■ Referring expression pointing data
--------------------
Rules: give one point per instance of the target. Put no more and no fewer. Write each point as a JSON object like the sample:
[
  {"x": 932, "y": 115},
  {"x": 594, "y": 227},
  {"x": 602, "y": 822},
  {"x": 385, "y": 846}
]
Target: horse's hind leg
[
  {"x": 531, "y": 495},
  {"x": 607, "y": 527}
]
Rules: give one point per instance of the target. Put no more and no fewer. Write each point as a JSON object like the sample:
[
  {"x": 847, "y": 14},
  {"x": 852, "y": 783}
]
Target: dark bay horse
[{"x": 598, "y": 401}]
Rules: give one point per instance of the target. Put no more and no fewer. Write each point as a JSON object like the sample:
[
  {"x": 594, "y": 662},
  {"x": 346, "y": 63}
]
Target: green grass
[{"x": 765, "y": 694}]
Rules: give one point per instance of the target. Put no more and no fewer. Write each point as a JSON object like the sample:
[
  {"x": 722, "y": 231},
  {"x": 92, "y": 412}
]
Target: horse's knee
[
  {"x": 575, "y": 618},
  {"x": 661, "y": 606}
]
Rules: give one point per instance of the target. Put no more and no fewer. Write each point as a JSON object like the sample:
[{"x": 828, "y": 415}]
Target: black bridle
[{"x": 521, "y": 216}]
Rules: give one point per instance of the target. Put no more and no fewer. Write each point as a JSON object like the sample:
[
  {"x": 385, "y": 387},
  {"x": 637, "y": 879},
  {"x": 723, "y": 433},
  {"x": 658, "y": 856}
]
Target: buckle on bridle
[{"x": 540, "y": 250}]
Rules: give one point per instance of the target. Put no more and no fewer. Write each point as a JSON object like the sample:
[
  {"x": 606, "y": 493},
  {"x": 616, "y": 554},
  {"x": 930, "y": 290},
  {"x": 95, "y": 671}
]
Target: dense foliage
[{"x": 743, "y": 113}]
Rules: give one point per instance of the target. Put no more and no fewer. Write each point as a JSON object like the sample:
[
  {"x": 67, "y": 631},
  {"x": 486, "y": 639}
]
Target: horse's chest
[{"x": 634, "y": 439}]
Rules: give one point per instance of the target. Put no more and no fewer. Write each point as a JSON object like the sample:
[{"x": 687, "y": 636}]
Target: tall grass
--------------------
■ TASK OBJECTIVE
All of the data above should be reproduced exactly.

■ OUTPUT OF THE TASK
Rules: give one point per instance of the target. Put no more and no fewer. Write each point as a JSON object like the sample:
[
  {"x": 932, "y": 115},
  {"x": 594, "y": 227},
  {"x": 602, "y": 822},
  {"x": 385, "y": 846}
]
Target: horse's hind leg
[
  {"x": 531, "y": 495},
  {"x": 607, "y": 527}
]
Rules: give one point per instance of the target. Put no more and no fewer. Write each point as a JSON object like the sample:
[
  {"x": 847, "y": 14},
  {"x": 852, "y": 783}
]
Target: dark bay horse
[{"x": 598, "y": 401}]
Rules: give one point per instance of the target. Put no more and no fewer. Write each point as a JSON object like the sample:
[
  {"x": 594, "y": 662},
  {"x": 346, "y": 63}
]
Target: green grass
[{"x": 765, "y": 694}]
Rules: give one point per instance of the target. Put no more and no fewer. Write each point as a JSON object like the sample:
[
  {"x": 722, "y": 231},
  {"x": 92, "y": 412}
]
Target: horse's knee
[
  {"x": 575, "y": 618},
  {"x": 661, "y": 606}
]
Rules: give one point per instance of the target. Put no more and no fewer. Write each point as a JSON object like the sample:
[{"x": 828, "y": 415}]
Target: black bridle
[{"x": 521, "y": 216}]
Rules: give one point per instance of the target. Put no more and no fewer. Write each point as a JSON object like the sample:
[
  {"x": 385, "y": 387},
  {"x": 637, "y": 879},
  {"x": 723, "y": 433},
  {"x": 658, "y": 856}
]
Target: buckle on bridle
[{"x": 540, "y": 250}]
Rules: give one point per instance of the target. Put no more and no fewer. Write each point as a JSON object like the sample:
[
  {"x": 606, "y": 493},
  {"x": 616, "y": 554},
  {"x": 930, "y": 290},
  {"x": 95, "y": 671}
]
Target: dense foliage
[{"x": 743, "y": 113}]
Rules: give one point per instance of the target. Put no more and no fewer. Write each point as a JSON object like the sample:
[
  {"x": 67, "y": 631},
  {"x": 486, "y": 639}
]
Target: horse's chest
[{"x": 634, "y": 439}]
Rules: give one point per instance of the target. Put no more and no fewer. Write each point as a JSON object like the sample:
[{"x": 687, "y": 636}]
Target: tall grass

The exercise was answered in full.